Supplied records:
◇ ◇ ◇ ◇ ◇
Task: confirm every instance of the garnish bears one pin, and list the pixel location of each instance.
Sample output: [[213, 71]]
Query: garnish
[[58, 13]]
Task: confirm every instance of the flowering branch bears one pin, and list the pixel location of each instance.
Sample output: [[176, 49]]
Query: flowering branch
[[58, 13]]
◇ ◇ ◇ ◇ ◇
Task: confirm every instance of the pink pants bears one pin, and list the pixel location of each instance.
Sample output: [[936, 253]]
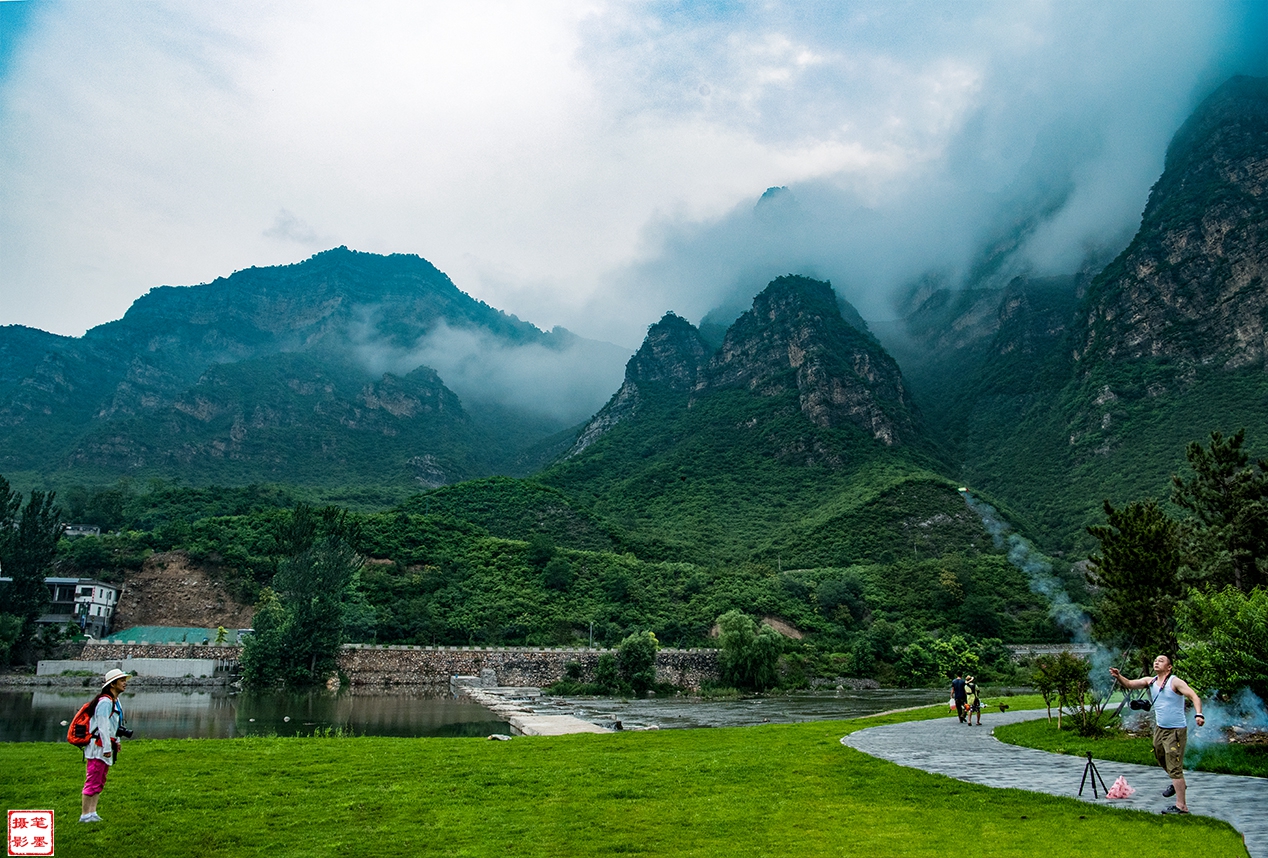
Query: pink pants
◇ ◇ ◇ ◇ ◇
Description of the task: Convert the stretch of entries above, from the line containing "Task: confirm every instance of the pink" through the line containing "Query: pink pants", into a JSON list of strings, one per line and with blank lines dropped. Leave the pictures out of the list.

Response:
[
  "Task: confirm every instance of the pink pants bears one pin, and list the pixel location of each instance.",
  "Sample output: [[936, 253]]",
  "Query: pink pants"
]